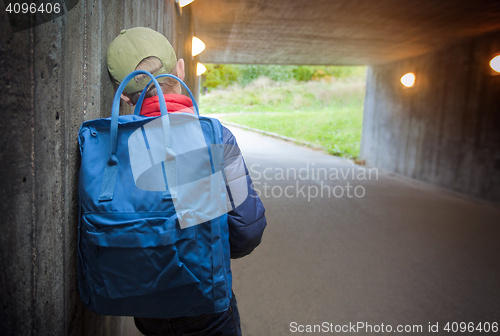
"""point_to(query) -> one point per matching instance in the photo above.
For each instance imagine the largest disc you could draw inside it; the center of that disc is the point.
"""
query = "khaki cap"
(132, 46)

---

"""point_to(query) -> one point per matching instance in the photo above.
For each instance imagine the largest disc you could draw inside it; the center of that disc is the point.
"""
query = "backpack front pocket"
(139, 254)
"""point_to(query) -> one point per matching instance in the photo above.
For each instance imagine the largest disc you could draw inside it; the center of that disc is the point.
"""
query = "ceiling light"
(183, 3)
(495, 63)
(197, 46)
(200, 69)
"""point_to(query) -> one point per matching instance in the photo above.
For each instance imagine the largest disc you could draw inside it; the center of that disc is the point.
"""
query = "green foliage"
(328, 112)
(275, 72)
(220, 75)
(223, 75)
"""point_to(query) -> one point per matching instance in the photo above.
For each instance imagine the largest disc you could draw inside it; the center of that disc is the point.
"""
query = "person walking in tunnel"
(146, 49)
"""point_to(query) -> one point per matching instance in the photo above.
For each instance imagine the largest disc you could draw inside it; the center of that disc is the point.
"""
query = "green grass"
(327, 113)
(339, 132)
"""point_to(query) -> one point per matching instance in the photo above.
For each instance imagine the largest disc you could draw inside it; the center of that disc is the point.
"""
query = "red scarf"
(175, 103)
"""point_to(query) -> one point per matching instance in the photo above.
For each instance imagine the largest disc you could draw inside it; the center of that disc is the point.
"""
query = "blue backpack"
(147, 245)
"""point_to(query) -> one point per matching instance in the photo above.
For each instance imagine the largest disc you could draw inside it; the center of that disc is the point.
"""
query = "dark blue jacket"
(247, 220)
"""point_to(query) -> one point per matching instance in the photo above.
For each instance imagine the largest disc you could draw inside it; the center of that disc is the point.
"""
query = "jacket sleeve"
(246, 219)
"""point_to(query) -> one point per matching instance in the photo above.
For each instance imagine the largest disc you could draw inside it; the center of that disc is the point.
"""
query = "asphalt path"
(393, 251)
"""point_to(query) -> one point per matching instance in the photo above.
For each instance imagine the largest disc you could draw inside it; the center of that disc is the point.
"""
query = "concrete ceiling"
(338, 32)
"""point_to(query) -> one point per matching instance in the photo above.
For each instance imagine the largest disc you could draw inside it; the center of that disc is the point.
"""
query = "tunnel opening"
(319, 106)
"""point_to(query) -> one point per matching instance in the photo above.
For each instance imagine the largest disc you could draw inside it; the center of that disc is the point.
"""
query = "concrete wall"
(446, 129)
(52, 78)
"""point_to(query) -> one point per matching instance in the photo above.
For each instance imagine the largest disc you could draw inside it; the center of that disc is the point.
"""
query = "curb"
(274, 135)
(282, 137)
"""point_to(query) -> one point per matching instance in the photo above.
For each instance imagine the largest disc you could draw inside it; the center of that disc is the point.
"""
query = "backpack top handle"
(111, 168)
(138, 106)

--

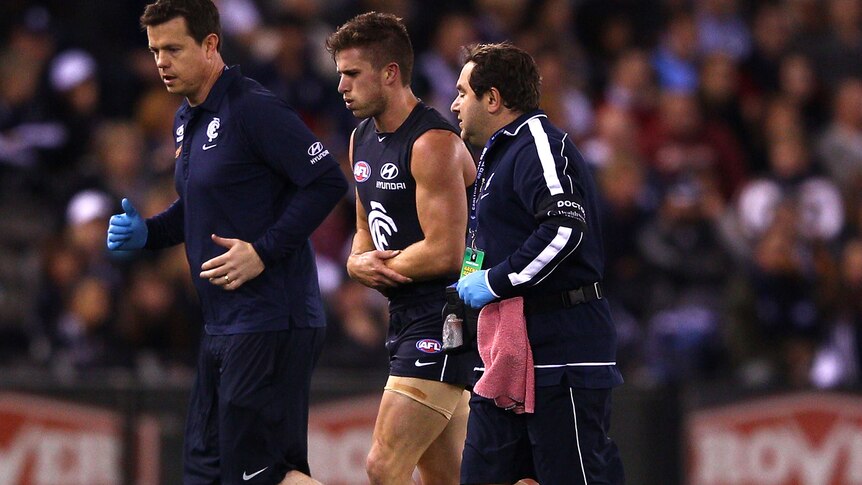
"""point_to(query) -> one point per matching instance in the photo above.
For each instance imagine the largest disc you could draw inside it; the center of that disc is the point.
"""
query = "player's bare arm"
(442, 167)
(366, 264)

» **Exercise task**: Pull out every line of the records above that contains the word "backpack", matching its case exactly.

» **Exercise solution**:
query = "backpack front pocket"
query = "blue backpack"
query = "backpack top handle"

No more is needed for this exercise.